* [Page text]:
<<<<

Monday, 15 July 2013

The Auckland housing market revisited

On Saturday afternoon, I counted the residential ads in the window of a real estate agent in Mairangi Bay.

There were 44 of them (not counting an ad for a resort, which seemed to me to be more of a business than a residential listing). 38 were already sold. Of the last six, 4 were for undeveloped sections, and 1 was for property on Great Barrier Island. That left just a single ad in the window for the only unsold Auckland residential property they had on their books (an apartment). In short, virtually everything's been sold.

They had a window of rental properties, too. A very ordinary-looking three bedroom home in Browns Bay - which is admittedly a nice neighbourhood with good amenities - will set you back $520 a week. What the real estate agents call an 'executive' home, and what you and I would call the sort of home we're actually looking for, is currently going for over $1,000 a week. There's no two ways about it: when a good quality home is costing you over $50K a year to rent, things have got pretty pricey.

In the spirit of 'economics by walking around', I've drawn several conclusions from this.

One is that everything you hear about the tight Auckland housing market is absolutely correct. If anything, I'd say that it is even tighter than I had imagined.

Another is that I think this is specific to Auckland, and not a symptom of (say) nationally lax or generous lending standards by the banks. If this was happening because all the banks were lending everywhere to anyone who came through their doors, then the estate agents' windows would be equally as full of SOLD signs in Alexandra and Waikanae, and - from admittedly anecdotal accounts of both places recently - they aren't.

And that kind of bothers me: why are the macro-prudential battering rams about to be deployed, if the problem isn't one of nationally excessive credit growth? Especially, as I've posted before, when the statistics on bank lending on houses, or to the household sector more generally, aren't showing any signs of running out of control. I've just re-checked them on the RBNZ website: credit extended to the resident private sector was up 4.3% year on year in May, and lending on housing was up 5.3%. These look to be distinctly unalarming numbers.

>>>>

* [Required tasks]:
[1] Do these statements agree with the post on the Auckland housing market? (a) Of the 44 ads in the window, 38 were already sold. (b) An ordinary three-bedroom home in Browns Bay rents for over $1,000 a week. (c) Lending on housing was up 4.3% year on year in May. For each, answer yes or no and quote the words from the post that decide it.
[2] Could you carry the post on the Auckland housing market further, starting right after its last sentence?
You won't need the material that comes next for anything here.

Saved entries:
<<<<

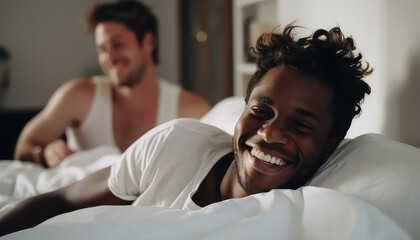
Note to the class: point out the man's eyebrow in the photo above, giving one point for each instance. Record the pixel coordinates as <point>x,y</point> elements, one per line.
<point>265,100</point>
<point>307,113</point>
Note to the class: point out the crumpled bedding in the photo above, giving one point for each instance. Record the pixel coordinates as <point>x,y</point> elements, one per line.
<point>306,213</point>
<point>20,180</point>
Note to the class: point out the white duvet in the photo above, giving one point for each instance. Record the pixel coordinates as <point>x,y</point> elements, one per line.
<point>307,213</point>
<point>20,180</point>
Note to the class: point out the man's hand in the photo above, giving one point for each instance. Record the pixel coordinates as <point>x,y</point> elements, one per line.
<point>55,152</point>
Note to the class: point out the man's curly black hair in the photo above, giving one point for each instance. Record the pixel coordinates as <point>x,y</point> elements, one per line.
<point>328,56</point>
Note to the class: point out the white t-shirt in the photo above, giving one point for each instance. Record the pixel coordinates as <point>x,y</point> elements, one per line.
<point>166,166</point>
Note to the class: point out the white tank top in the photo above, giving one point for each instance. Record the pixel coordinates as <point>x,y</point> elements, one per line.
<point>96,130</point>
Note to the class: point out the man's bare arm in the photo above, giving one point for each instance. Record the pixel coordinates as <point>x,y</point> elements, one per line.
<point>69,105</point>
<point>90,191</point>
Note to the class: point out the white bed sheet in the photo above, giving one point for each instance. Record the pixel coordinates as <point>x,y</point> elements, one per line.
<point>21,180</point>
<point>307,213</point>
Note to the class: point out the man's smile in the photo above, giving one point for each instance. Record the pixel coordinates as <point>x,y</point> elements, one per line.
<point>267,157</point>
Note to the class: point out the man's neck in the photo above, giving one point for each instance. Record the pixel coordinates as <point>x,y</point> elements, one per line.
<point>229,186</point>
<point>146,90</point>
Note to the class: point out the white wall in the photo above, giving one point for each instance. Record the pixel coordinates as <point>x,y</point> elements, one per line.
<point>386,34</point>
<point>49,46</point>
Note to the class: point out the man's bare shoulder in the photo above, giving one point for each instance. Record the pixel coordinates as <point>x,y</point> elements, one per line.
<point>74,98</point>
<point>78,89</point>
<point>191,105</point>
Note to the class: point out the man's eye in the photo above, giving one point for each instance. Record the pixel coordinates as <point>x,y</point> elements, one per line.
<point>261,113</point>
<point>117,45</point>
<point>302,127</point>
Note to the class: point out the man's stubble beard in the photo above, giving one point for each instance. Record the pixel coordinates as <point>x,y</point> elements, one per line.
<point>239,178</point>
<point>134,77</point>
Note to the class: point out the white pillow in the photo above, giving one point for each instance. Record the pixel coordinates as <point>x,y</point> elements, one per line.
<point>225,113</point>
<point>380,171</point>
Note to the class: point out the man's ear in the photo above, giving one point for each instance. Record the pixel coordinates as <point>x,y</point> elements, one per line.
<point>149,42</point>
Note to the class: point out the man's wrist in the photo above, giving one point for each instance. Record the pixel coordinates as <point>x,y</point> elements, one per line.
<point>38,153</point>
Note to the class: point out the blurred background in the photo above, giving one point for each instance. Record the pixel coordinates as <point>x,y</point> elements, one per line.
<point>204,46</point>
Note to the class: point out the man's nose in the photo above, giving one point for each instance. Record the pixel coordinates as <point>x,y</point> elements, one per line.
<point>274,132</point>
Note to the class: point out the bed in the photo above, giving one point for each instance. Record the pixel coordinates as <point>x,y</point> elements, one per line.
<point>367,189</point>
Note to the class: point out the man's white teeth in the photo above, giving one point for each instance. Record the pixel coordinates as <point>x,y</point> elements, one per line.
<point>267,157</point>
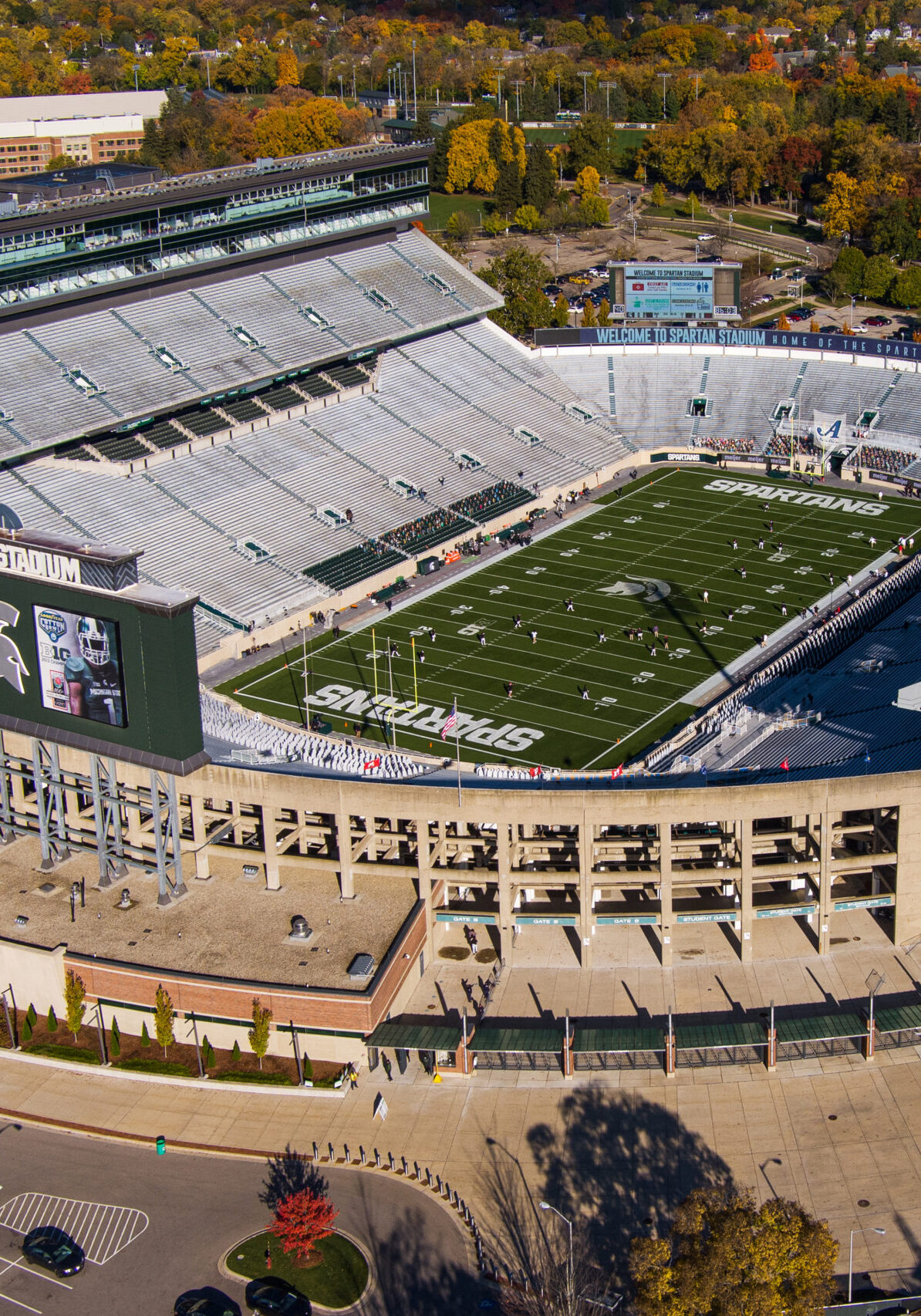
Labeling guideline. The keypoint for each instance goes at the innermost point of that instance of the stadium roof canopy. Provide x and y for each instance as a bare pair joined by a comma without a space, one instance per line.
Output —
108,369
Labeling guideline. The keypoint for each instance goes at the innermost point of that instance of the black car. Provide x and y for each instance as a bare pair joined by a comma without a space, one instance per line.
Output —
53,1249
204,1304
272,1297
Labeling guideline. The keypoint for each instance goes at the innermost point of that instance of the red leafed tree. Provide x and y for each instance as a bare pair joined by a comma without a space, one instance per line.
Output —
302,1220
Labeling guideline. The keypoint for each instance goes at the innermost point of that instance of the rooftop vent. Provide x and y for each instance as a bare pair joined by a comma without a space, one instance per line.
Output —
361,967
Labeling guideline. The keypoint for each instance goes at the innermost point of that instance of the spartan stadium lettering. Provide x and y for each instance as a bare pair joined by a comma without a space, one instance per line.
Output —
808,498
35,562
428,719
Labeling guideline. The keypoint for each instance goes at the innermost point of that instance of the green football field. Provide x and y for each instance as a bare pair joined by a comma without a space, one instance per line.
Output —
629,564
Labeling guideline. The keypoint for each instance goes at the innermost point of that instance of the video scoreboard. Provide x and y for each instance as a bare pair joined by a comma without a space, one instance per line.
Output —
675,292
93,658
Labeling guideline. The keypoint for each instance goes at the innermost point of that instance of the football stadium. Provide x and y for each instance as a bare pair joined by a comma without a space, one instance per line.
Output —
342,633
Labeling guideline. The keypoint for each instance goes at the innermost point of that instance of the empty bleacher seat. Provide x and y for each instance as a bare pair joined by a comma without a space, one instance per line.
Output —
353,565
203,421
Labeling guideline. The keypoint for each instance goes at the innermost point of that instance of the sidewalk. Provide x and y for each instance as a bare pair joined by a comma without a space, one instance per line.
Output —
841,1136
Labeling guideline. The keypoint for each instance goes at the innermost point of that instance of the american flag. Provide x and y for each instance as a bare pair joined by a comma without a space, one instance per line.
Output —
451,721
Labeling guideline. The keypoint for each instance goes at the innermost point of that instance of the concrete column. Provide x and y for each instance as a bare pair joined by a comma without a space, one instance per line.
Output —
199,832
270,837
667,920
908,874
505,916
424,865
824,930
587,941
344,841
746,889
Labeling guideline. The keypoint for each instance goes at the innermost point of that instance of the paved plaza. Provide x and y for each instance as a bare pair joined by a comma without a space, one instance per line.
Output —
840,1135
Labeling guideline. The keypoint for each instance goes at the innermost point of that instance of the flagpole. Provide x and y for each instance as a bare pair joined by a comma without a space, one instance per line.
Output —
307,689
390,667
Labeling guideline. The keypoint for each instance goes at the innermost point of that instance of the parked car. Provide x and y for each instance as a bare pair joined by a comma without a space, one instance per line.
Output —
205,1304
54,1250
272,1297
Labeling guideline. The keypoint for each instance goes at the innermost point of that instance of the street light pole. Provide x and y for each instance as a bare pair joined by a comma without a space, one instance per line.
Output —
545,1206
607,89
850,1258
585,89
663,76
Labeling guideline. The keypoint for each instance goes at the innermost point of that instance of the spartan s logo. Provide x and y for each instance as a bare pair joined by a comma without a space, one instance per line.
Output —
12,667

>>>>

* [Response list]:
[1]
(a) Yes: "38 were already sold."
(b) No: "A very ordinary-looking three bedroom home in Browns Bay - which is admittedly a nice neighbourhood with good amenities - will set you back $520 a week."
(c) No: "lending on housing was up 5.3%."

[2]
And a last thought is that I'm not too bothered by these high housing and rental prices. Of course, they have provoked just the sort of media reaction you'd expect - it's those Asian-Australians-insert-your-target-victim-group-here that are pricing homes out of the reach of battling Kiwi families. But let's go back to Economics 101. Why, in workably competitive markets, do you ever see high prices, and what are they meant to do?

Hmm. Let's see. Demand increases while supply is constant. Tough one. I'd just observe that all the facts are consistent with an immediate rise in demand (the economy doing much better than expected, the Auckland economy humming along, possibly Christchurch refugees) encountering a short-run fixed supply, and high prices are allocating houses to those that value them most. I don't see a national macroeconomic issue here.

I wouldn't underestimate the supply response, either. I've posted before that as I go running around the North Shore, I've noticed a very substantial amount of infill housing development. In recent weeks, it's taken off even more. I wouldn't say that every single large section has been built on, or that every dilapidated 1950s home has been turned into two fancy townhouses, but it's heading that way. This looks like a problem that is part of the way to fixing itself.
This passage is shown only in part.